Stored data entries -

'''

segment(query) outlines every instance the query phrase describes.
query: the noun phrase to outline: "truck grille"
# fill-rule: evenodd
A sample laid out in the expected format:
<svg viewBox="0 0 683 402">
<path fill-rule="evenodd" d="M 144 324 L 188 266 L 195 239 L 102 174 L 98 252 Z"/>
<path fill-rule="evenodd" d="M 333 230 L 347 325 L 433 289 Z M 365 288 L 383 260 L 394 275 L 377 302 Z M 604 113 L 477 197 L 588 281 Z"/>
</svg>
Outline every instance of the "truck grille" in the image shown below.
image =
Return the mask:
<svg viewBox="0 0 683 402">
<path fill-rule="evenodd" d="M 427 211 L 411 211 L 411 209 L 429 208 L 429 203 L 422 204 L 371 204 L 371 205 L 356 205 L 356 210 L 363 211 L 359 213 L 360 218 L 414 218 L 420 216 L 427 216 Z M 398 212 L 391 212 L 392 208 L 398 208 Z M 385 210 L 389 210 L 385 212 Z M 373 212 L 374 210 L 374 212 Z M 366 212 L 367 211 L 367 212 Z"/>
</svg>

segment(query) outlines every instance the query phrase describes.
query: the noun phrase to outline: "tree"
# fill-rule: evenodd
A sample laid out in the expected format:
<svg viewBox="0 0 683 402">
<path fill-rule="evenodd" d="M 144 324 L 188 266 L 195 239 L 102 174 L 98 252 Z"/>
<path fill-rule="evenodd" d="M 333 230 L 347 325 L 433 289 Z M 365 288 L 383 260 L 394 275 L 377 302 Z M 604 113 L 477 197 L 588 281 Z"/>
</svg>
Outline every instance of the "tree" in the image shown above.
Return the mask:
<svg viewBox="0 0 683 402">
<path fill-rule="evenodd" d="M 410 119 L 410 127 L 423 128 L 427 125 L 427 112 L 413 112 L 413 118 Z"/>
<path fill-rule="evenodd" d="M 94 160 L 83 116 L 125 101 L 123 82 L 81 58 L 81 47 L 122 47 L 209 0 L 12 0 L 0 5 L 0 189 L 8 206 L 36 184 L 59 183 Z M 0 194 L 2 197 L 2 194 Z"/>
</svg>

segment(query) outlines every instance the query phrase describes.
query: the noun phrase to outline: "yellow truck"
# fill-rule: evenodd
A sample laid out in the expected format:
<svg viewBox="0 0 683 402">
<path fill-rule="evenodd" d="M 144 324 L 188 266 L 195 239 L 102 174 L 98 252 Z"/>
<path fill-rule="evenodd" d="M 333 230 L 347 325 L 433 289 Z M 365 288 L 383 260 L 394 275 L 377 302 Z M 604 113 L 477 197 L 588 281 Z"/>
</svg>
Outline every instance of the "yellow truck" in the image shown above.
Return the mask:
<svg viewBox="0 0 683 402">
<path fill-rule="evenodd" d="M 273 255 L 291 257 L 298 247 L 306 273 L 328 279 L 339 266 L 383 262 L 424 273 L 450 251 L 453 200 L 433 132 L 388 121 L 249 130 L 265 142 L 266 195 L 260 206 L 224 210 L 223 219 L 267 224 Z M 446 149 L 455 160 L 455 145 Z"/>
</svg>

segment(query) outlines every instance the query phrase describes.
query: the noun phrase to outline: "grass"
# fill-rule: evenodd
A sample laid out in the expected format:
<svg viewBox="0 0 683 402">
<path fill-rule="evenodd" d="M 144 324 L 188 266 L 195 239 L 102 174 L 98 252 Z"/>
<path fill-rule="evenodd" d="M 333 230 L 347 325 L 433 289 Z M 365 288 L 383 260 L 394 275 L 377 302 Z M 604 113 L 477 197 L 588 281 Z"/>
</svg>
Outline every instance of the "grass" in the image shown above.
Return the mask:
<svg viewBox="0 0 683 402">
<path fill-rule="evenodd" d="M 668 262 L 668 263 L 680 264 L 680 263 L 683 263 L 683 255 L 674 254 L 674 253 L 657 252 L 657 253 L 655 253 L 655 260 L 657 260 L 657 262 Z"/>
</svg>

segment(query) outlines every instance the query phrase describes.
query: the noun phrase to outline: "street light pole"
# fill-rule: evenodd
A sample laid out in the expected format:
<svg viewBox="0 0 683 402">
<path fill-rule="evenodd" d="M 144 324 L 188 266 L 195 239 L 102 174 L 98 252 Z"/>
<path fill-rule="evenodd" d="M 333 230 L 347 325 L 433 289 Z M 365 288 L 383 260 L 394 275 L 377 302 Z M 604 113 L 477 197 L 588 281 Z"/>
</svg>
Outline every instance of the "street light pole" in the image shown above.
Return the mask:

'''

About this exercise - Now write the data shown above out again, word for word.

Answer -
segment(query) outlines every instance the query phrase describes.
query: the noun phrase to outline: "truck grille"
# fill-rule: evenodd
A sample laid out in the expected format:
<svg viewBox="0 0 683 402">
<path fill-rule="evenodd" d="M 144 324 L 188 266 L 195 239 L 102 174 L 98 252 Z"/>
<path fill-rule="evenodd" d="M 333 230 L 347 325 L 433 289 Z M 365 288 L 383 260 L 394 275 L 377 302 Z M 604 113 L 477 197 L 588 281 Z"/>
</svg>
Outline every instance of the "truck grille" in the image shown below.
image =
Return the mask:
<svg viewBox="0 0 683 402">
<path fill-rule="evenodd" d="M 427 211 L 411 211 L 411 209 L 429 208 L 429 203 L 422 204 L 371 204 L 371 205 L 356 205 L 356 210 L 363 211 L 359 213 L 360 218 L 414 218 L 420 216 L 427 216 Z M 398 212 L 391 212 L 392 208 L 398 208 Z M 385 210 L 389 210 L 385 212 Z M 373 212 L 374 210 L 374 212 Z M 366 212 L 367 211 L 367 212 Z"/>
</svg>

segment(query) outlines every instance the query phrase describes.
query: the noun phrase to outline: "tree"
# fill-rule: evenodd
A sample laid out in the expected format:
<svg viewBox="0 0 683 402">
<path fill-rule="evenodd" d="M 144 324 L 188 266 L 195 239 L 102 174 L 98 252 Z"/>
<path fill-rule="evenodd" d="M 333 230 L 347 325 L 433 289 Z M 365 288 L 383 260 L 394 275 L 377 302 Z M 604 113 L 477 197 L 588 281 Z"/>
</svg>
Outline every instance of the "tree" in the image shown above.
Return the mask:
<svg viewBox="0 0 683 402">
<path fill-rule="evenodd" d="M 410 119 L 410 127 L 423 128 L 427 125 L 427 112 L 413 112 L 413 118 Z"/>
<path fill-rule="evenodd" d="M 94 160 L 83 116 L 125 101 L 123 82 L 81 58 L 81 47 L 122 47 L 209 0 L 12 0 L 0 5 L 0 189 L 8 206 L 36 184 L 59 183 Z M 0 194 L 2 197 L 2 194 Z"/>
</svg>

segment(query) outlines every instance the query phrase describes.
query: the noun phrase to outline: "yellow truck"
# fill-rule: evenodd
A sample laid out in the expected format:
<svg viewBox="0 0 683 402">
<path fill-rule="evenodd" d="M 144 324 L 188 266 L 195 239 L 102 174 L 98 252 Z"/>
<path fill-rule="evenodd" d="M 333 230 L 347 325 L 433 289 Z M 365 288 L 383 260 L 394 275 L 377 302 Z M 604 113 L 477 197 L 588 281 Z"/>
</svg>
Outline every instance of the "yellow truck" in the image shown above.
Return the mask:
<svg viewBox="0 0 683 402">
<path fill-rule="evenodd" d="M 273 255 L 291 257 L 298 247 L 306 273 L 328 279 L 339 266 L 383 262 L 424 273 L 450 251 L 453 200 L 433 132 L 388 121 L 249 130 L 265 142 L 266 195 L 260 206 L 224 210 L 223 219 L 267 224 Z M 446 149 L 455 160 L 455 145 Z"/>
</svg>

segment(query) outlines every instance the query phrase describes.
query: the noun phrase to outline: "grass"
# fill-rule: evenodd
A sample laid out in the expected format:
<svg viewBox="0 0 683 402">
<path fill-rule="evenodd" d="M 144 324 L 188 266 L 195 239 L 102 174 L 98 252 Z"/>
<path fill-rule="evenodd" d="M 333 230 L 347 325 L 433 289 Z M 365 288 L 383 260 L 394 275 L 377 302 Z M 604 113 L 477 197 L 588 281 Z"/>
</svg>
Outline every instance of the "grass" in the image shown above.
Return the mask:
<svg viewBox="0 0 683 402">
<path fill-rule="evenodd" d="M 668 262 L 668 263 L 680 264 L 680 263 L 683 263 L 683 255 L 674 254 L 674 253 L 657 252 L 657 253 L 655 253 L 655 260 L 657 260 L 657 262 Z"/>
</svg>

segment(query) outlines every instance the query phrase describes.
query: the noun phrase to outline: "street light pole"
# fill-rule: evenodd
A sample laid out in the expected format:
<svg viewBox="0 0 683 402">
<path fill-rule="evenodd" d="M 144 324 L 188 266 L 195 239 L 102 174 L 98 252 Z"/>
<path fill-rule="evenodd" d="M 333 230 L 347 325 L 433 289 Z M 365 288 L 383 260 L 394 275 L 377 302 Z M 604 113 L 477 197 L 588 281 Z"/>
</svg>
Outline every instance of the "street light pole" in the image shown above.
Return the mask:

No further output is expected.